(Items from a data source)
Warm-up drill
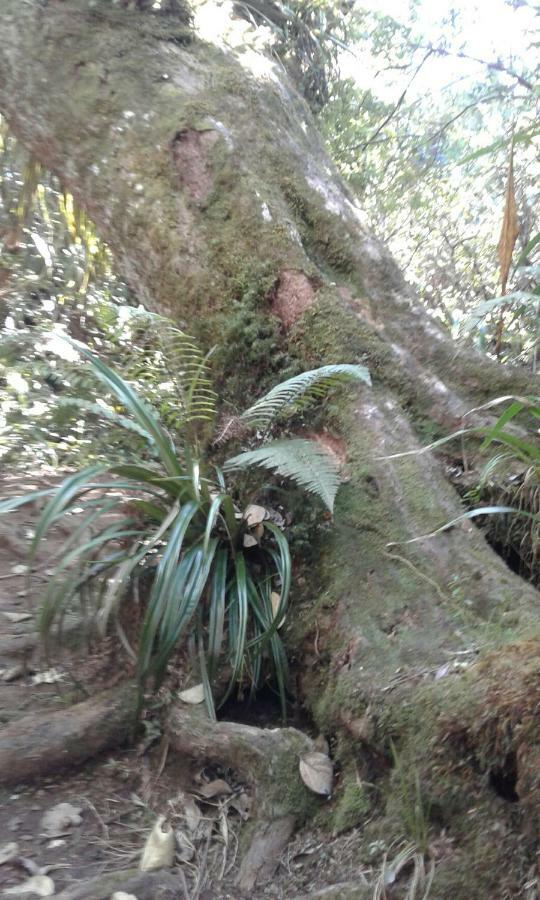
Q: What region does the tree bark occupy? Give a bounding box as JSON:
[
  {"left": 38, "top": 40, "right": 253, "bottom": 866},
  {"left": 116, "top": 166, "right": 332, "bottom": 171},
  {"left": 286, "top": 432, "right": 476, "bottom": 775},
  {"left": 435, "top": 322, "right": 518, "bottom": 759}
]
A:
[
  {"left": 0, "top": 0, "right": 540, "bottom": 900},
  {"left": 0, "top": 683, "right": 139, "bottom": 784}
]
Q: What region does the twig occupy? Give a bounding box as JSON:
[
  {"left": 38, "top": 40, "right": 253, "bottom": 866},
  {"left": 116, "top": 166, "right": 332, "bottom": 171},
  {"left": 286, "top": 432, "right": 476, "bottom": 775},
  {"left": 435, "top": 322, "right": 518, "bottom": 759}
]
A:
[{"left": 383, "top": 550, "right": 448, "bottom": 602}]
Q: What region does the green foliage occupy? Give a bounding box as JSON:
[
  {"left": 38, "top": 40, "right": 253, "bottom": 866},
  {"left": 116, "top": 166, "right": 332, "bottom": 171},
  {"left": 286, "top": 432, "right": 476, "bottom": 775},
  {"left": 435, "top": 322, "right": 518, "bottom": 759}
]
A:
[
  {"left": 224, "top": 438, "right": 340, "bottom": 512},
  {"left": 0, "top": 340, "right": 369, "bottom": 714},
  {"left": 241, "top": 365, "right": 371, "bottom": 428},
  {"left": 235, "top": 0, "right": 353, "bottom": 112},
  {"left": 319, "top": 2, "right": 540, "bottom": 371}
]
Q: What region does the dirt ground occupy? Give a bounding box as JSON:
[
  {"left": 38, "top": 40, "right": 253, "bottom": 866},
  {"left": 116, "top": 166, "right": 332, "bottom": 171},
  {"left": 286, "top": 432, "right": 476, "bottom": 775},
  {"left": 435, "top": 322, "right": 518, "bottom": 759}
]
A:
[{"left": 0, "top": 475, "right": 382, "bottom": 900}]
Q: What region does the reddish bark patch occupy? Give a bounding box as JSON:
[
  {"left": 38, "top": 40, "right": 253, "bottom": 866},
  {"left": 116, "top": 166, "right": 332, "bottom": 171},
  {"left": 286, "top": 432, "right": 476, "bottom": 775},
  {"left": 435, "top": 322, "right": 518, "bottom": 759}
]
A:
[
  {"left": 271, "top": 269, "right": 315, "bottom": 328},
  {"left": 171, "top": 128, "right": 218, "bottom": 203},
  {"left": 308, "top": 431, "right": 347, "bottom": 466}
]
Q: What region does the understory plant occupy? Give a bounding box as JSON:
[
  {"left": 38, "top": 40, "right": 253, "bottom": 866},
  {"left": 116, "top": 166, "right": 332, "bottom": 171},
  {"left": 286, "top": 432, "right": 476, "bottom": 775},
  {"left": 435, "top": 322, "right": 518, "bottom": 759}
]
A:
[
  {"left": 0, "top": 317, "right": 370, "bottom": 714},
  {"left": 386, "top": 395, "right": 540, "bottom": 569}
]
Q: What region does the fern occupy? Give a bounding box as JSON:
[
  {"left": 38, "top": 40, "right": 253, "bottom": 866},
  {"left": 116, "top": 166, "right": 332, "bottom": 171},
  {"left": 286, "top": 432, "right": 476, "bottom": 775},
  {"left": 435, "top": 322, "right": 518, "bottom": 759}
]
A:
[
  {"left": 240, "top": 364, "right": 371, "bottom": 428},
  {"left": 56, "top": 397, "right": 152, "bottom": 443},
  {"left": 107, "top": 309, "right": 216, "bottom": 426},
  {"left": 223, "top": 438, "right": 340, "bottom": 512}
]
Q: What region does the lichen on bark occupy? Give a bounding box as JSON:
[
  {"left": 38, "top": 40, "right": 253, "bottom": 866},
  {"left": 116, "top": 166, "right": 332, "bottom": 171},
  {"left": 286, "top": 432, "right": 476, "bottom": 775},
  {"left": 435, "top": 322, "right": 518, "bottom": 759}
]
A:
[{"left": 0, "top": 0, "right": 540, "bottom": 884}]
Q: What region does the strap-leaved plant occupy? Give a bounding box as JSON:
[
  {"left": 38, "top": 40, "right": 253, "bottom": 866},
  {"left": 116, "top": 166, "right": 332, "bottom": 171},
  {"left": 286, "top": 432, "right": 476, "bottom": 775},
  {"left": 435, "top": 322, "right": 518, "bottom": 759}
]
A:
[{"left": 0, "top": 321, "right": 370, "bottom": 714}]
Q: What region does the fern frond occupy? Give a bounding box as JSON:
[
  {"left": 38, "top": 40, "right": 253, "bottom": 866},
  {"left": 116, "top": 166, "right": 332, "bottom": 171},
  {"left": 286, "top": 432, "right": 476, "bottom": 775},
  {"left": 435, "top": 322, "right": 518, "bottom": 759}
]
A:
[
  {"left": 56, "top": 397, "right": 152, "bottom": 443},
  {"left": 240, "top": 365, "right": 371, "bottom": 428},
  {"left": 223, "top": 438, "right": 340, "bottom": 512},
  {"left": 114, "top": 309, "right": 217, "bottom": 425}
]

_Goal of the exercise_
Identify every line above that contains the word "bark", and copy each of those lines.

_The solution_
Q: What region does the tree bark occupy? Give a bounding box as JSON:
Q: What region does the reddish bark patch occupy? Give a bounding box as JSON:
Q: What region does the lichen on bark occupy? Give a bounding box as JSON:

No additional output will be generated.